What is required: From the first line to the last, output the entries exactly.

Excerpted records START

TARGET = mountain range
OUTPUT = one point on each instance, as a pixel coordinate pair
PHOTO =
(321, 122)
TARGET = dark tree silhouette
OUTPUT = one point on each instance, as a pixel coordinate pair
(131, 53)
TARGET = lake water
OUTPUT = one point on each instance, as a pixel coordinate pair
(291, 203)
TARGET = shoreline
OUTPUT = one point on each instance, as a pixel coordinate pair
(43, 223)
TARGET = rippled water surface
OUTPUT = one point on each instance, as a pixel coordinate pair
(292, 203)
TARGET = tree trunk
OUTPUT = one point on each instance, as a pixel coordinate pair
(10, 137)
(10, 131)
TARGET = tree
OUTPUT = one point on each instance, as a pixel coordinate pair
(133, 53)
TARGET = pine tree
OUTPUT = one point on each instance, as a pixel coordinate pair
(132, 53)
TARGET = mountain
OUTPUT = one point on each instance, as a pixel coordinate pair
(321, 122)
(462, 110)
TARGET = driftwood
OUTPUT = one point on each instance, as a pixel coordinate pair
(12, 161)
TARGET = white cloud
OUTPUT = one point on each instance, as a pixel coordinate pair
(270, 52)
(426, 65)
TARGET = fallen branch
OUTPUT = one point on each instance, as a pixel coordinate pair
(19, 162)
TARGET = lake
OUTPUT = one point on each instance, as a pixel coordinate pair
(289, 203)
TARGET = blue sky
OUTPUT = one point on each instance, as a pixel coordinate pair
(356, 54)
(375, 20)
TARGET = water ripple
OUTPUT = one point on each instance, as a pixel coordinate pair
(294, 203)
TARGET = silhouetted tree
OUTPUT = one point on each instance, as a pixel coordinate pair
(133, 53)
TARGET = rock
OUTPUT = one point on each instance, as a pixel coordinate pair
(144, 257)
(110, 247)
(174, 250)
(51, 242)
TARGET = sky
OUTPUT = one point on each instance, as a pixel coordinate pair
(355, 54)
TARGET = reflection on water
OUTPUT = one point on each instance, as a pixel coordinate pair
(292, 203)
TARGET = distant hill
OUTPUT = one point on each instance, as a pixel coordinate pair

Excerpted records END

Solution to this exercise:
TARGET = mountain range
OUTPUT = one point on each instance, as a pixel coordinate pair
PHOTO =
(321, 122)
TARGET = dark tree silhouette
OUTPUT = one point on each instance, as a pixel coordinate pair
(131, 53)
TARGET = lake water
OUTPUT = one point on each instance, as a pixel coordinate pair
(291, 203)
TARGET = shoreline
OUTPUT = one point on each instance, as a pixel coordinate pair
(43, 223)
TARGET = rippled water surface
OUTPUT = one point on each instance, as a pixel coordinate pair
(292, 203)
TARGET = tree trunk
OUTPUT = one point on each instance, as a pixel coordinate pair
(10, 137)
(10, 131)
TARGET = tree
OUTPUT = one point on each instance, as a pixel coordinate pair
(133, 53)
TARGET = pine tree
OUTPUT = one point on each instance, as a pixel coordinate pair
(132, 53)
TARGET = mountain
OUTPUT = one point on each instance, as a pixel coordinate pair
(321, 122)
(462, 110)
TARGET = driftwood
OUTPUT = one point on each instance, as a pixel coordinate pair
(12, 161)
TARGET = white cloud
OUTPUT = one point on each instance, as a pixel coordinate pair
(270, 52)
(426, 65)
TARGET = fallen branch
OUTPUT = one point on each instance, as a pixel coordinate pair
(19, 162)
TARGET = lake
OUTPUT = one point on each instance, as a pixel coordinate pair
(289, 203)
TARGET = blue sky
OUTPUT = one point on each instance, as a pixel coordinate pair
(356, 54)
(375, 20)
TARGET = water ripple
OUTPUT = one point on each instance, as a pixel coordinate pair
(294, 203)
TARGET = silhouetted tree
OUTPUT = one point on each instance, as a pixel coordinate pair
(133, 53)
TARGET = rock
OUTPUT = one point on each instance, as a pixel coordinate pair
(144, 257)
(110, 247)
(174, 250)
(51, 242)
TARGET = sky
OUTPUT = one point on each instance, as a pixel coordinate pair
(355, 54)
TARGET = reflection on water
OUTPUT = one point on each instance, as a pixel coordinate pair
(292, 203)
TARGET = distant hill
OUTPUT = one point on each instance, as a pixel coordinate pair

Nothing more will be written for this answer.